DATASET ROWS »
— begin —
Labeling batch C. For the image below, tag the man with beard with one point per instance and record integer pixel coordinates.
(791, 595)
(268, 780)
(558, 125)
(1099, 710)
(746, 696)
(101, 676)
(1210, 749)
— end —
— begin —
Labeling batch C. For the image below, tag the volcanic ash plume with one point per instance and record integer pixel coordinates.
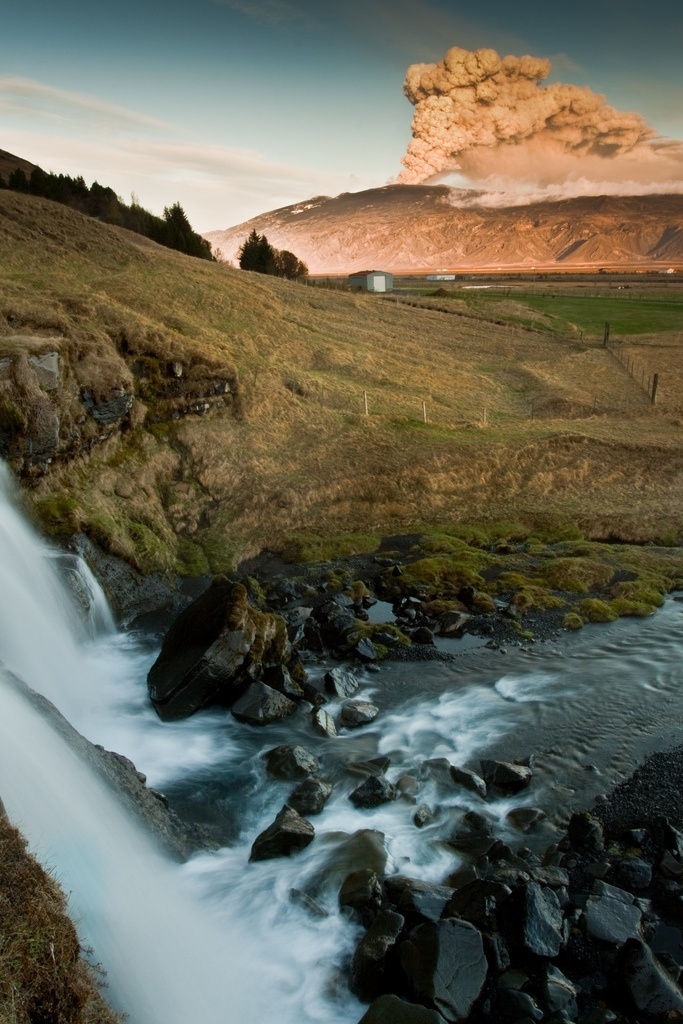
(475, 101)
— end —
AIM OF THE TASK » Convert the records from the line containing "Labeling batch C. For the image below, tag the man" through the line containing "(1210, 749)", both included, into a JSON list of strings with one string per line and blank lines omitted.

EXERCISE OUTPUT »
[
  "Labeling batch C. For the image below, tag the man with beard with one point per instance and record integer pixel coordinates.",
  "(791, 595)",
  "(268, 780)",
  "(558, 125)",
  "(1099, 710)",
  "(746, 696)",
  "(101, 676)",
  "(1210, 749)"
]